▸ REQUIREMENT: Set out every line of the data below as a JSON array of strings, one string per line, omitting blank lines.
··· INPUT FOR THIS TASK ···
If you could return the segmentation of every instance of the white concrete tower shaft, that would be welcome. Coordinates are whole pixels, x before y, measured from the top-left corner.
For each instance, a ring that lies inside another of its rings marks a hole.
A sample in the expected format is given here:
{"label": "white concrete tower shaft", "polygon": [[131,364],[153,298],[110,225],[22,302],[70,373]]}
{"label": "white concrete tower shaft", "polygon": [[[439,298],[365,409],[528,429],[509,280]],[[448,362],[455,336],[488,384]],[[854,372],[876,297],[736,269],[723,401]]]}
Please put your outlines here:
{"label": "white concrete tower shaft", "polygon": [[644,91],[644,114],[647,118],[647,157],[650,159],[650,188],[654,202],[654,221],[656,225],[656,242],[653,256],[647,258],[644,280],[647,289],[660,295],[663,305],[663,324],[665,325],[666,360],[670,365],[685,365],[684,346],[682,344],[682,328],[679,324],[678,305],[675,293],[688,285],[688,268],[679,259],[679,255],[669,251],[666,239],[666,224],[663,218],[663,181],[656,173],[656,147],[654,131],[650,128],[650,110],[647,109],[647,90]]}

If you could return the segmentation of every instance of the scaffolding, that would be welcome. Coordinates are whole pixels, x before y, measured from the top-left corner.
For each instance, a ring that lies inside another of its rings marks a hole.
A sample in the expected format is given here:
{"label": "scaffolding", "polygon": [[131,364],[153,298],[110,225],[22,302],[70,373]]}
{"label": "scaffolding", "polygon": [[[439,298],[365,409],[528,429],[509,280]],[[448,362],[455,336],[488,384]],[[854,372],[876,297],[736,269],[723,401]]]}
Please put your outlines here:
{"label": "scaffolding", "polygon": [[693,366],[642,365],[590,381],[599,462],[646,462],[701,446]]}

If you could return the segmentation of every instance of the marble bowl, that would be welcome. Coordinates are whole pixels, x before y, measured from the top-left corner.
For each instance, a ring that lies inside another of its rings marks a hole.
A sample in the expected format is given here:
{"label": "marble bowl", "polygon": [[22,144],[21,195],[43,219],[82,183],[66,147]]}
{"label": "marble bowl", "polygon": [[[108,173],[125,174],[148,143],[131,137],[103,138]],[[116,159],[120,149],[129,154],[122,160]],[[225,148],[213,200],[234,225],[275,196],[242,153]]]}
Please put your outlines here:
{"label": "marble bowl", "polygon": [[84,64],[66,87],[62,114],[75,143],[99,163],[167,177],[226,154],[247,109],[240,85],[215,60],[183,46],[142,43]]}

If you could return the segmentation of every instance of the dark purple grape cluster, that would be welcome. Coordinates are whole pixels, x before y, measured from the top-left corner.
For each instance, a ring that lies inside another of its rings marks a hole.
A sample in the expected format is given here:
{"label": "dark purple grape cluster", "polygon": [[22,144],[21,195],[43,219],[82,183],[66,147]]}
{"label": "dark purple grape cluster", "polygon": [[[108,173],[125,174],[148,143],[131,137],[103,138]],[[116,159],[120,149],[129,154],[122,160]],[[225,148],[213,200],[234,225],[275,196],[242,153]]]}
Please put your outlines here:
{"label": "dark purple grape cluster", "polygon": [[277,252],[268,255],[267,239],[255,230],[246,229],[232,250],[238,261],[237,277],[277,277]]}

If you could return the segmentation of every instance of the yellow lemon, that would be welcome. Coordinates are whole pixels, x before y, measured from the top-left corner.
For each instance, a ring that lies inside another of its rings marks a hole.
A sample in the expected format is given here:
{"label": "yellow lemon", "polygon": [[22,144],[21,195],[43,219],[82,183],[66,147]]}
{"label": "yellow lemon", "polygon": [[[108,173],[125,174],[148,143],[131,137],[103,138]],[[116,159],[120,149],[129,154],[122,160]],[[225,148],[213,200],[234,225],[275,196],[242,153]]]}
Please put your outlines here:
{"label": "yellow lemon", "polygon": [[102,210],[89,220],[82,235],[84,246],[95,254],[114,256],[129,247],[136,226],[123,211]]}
···
▸ ANSWER:
[
  "If you could return the segmentation of every instance of the white concrete tower shaft, that would be welcome. Coordinates are whole pixels, x before y, measured from the top-left corner.",
  "For each instance, a ring that lies inside another of its rings marks a hole.",
  "A sample in the expected format is given here:",
  "{\"label\": \"white concrete tower shaft\", \"polygon\": [[131,364],[153,298],[110,225],[22,302],[70,373]]}",
  "{\"label\": \"white concrete tower shaft\", \"polygon\": [[[439,298],[365,409],[528,429],[509,280]],[[448,362],[455,336],[488,384]],[[854,372],[876,297],[736,269],[723,401]]]}",
  "Please put your outlines here:",
  "{\"label\": \"white concrete tower shaft\", \"polygon\": [[644,91],[644,114],[647,118],[647,157],[650,159],[650,188],[654,202],[654,221],[656,225],[656,242],[653,256],[647,258],[644,280],[647,289],[660,295],[663,305],[663,324],[665,325],[666,360],[670,365],[685,365],[684,346],[682,344],[682,328],[679,324],[678,305],[675,293],[688,285],[688,268],[679,259],[679,255],[669,251],[666,239],[666,224],[663,218],[663,181],[656,173],[656,147],[654,131],[650,128],[650,110],[647,109],[647,90]]}",
  "If you could return the segmentation of every instance of the scaffolding, that would be welcome. Coordinates are whole pixels, x before y, measured from the top-left corner.",
  "For each instance, a ring that lies inside another of its rings marks a hole.",
  "A sample in the expected format is given here:",
  "{\"label\": \"scaffolding\", \"polygon\": [[131,364],[153,298],[110,225],[22,302],[70,373]]}",
  "{\"label\": \"scaffolding\", \"polygon\": [[[439,298],[365,409],[528,429],[509,280]],[[448,362],[455,336],[488,384]],[[854,372],[876,297],[736,269],[723,401]]]}",
  "Please put your outlines here:",
  "{\"label\": \"scaffolding\", \"polygon\": [[693,366],[642,365],[590,381],[599,462],[646,462],[701,446]]}",
  "If you could return the segmentation of every instance of the marble bowl, that would be welcome. Coordinates are whole pixels, x before y, measured from the top-left corner.",
  "For each instance, a ring that lies inside another of its rings marks a hole.",
  "A sample in the expected format is given here:",
  "{\"label\": \"marble bowl\", \"polygon\": [[22,144],[21,195],[43,219],[82,183],[66,147]]}",
  "{\"label\": \"marble bowl\", \"polygon\": [[[108,173],[125,174],[148,143],[131,137],[103,138]],[[116,159],[120,149],[129,154],[122,160]],[[225,148],[213,200],[234,225],[275,196],[242,153]]]}",
  "Please put your outlines here:",
  "{\"label\": \"marble bowl\", \"polygon\": [[84,64],[66,87],[62,114],[75,143],[99,163],[167,177],[226,154],[247,109],[240,85],[215,60],[183,46],[142,43]]}",
  "If you could return the segmentation of every instance of the dark purple grape cluster, that would be welcome. Coordinates are whole pixels, x before y, measured from the top-left corner.",
  "For each instance, a ring that lies inside another of its rings marks a hole.",
  "A sample in the expected format is given here:",
  "{\"label\": \"dark purple grape cluster\", \"polygon\": [[22,144],[21,195],[43,219],[82,183],[66,147]]}",
  "{\"label\": \"dark purple grape cluster\", \"polygon\": [[[108,173],[125,174],[148,143],[131,137],[103,138]],[[116,159],[120,149],[129,154],[122,160]],[[225,148],[213,200],[234,225],[275,196],[242,153]]]}",
  "Please put your outlines here:",
  "{\"label\": \"dark purple grape cluster\", \"polygon\": [[277,252],[268,255],[267,239],[255,230],[246,229],[232,250],[238,261],[237,277],[277,277]]}",
  "If you could return the segmentation of every instance of the yellow lemon, that would be welcome. Coordinates are whole pixels, x before y, measured from the top-left corner.",
  "For each instance, a ring that lies inside another of its rings marks a hole.",
  "A sample in the expected format is given here:",
  "{\"label\": \"yellow lemon\", \"polygon\": [[22,144],[21,195],[43,219],[82,183],[66,147]]}",
  "{\"label\": \"yellow lemon\", \"polygon\": [[[108,173],[125,174],[148,143],[131,137],[103,138]],[[116,159],[120,149],[129,154],[122,160]],[[225,148],[213,200],[234,225],[275,196],[242,153]]]}",
  "Please put your outlines here:",
  "{\"label\": \"yellow lemon\", \"polygon\": [[102,210],[89,220],[82,235],[84,246],[95,254],[114,256],[129,247],[136,226],[123,211]]}"
]